== Segmentation record excerpts ==
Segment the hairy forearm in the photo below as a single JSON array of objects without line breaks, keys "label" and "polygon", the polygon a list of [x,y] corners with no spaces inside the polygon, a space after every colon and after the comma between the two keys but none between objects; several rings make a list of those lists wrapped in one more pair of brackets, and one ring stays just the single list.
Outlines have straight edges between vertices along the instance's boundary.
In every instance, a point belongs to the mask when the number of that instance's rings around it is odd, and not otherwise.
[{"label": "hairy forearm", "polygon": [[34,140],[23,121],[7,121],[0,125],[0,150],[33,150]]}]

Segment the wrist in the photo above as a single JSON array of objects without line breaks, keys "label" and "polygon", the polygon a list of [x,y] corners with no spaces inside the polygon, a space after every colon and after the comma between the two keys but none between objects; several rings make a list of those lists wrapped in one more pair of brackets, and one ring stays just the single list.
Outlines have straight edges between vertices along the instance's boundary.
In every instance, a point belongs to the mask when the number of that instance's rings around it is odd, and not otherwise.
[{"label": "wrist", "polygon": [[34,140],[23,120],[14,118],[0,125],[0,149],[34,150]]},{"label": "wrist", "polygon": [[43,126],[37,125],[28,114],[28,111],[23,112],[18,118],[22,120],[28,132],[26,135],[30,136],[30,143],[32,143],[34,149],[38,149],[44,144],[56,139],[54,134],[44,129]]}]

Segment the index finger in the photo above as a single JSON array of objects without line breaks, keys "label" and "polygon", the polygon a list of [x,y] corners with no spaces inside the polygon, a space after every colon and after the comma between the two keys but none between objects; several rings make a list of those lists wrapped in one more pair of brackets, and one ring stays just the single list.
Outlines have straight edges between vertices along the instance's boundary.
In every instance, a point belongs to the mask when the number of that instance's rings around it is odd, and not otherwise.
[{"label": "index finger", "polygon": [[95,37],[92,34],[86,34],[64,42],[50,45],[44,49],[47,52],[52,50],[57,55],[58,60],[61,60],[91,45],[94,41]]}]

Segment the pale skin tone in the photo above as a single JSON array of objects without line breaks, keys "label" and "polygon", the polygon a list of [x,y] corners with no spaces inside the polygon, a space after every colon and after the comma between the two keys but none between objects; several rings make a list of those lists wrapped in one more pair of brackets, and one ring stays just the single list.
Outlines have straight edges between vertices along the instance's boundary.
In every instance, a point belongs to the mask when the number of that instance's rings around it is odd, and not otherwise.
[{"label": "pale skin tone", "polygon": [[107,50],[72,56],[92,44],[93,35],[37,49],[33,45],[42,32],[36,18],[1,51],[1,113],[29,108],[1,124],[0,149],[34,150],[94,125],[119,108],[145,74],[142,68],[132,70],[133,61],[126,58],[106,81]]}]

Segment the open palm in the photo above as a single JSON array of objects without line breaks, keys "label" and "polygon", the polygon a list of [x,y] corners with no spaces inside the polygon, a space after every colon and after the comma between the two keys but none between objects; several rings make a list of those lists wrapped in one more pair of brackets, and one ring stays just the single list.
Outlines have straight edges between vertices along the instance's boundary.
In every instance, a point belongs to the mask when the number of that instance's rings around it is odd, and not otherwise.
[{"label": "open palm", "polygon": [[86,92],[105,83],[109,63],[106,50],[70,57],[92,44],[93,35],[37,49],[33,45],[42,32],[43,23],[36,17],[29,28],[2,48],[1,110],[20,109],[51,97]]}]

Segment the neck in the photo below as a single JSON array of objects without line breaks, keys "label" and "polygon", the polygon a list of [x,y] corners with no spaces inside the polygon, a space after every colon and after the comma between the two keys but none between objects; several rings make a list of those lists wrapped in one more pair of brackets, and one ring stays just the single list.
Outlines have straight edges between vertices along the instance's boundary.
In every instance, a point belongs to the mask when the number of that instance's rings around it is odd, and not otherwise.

== SET PROBLEM ==
Extract every line of the material above that contains the string "open", copying each line in full.

== FINISHED EXERCISE ==
Segment the open palm in the photo above as a single JSON array of objects without line breaks, keys "label" and "polygon", the polygon a list of [x,y] corners with no spaces inside the polygon, a space after every colon and after the comma between the two keys but none between objects; several rings make a list of those lists wrapped in one more pair of brackets, and one ring stays just the single list.
[{"label": "open palm", "polygon": [[86,92],[105,83],[109,63],[106,50],[70,57],[92,44],[93,35],[37,49],[33,45],[42,32],[43,23],[36,17],[29,28],[2,48],[1,110],[20,109],[51,97]]}]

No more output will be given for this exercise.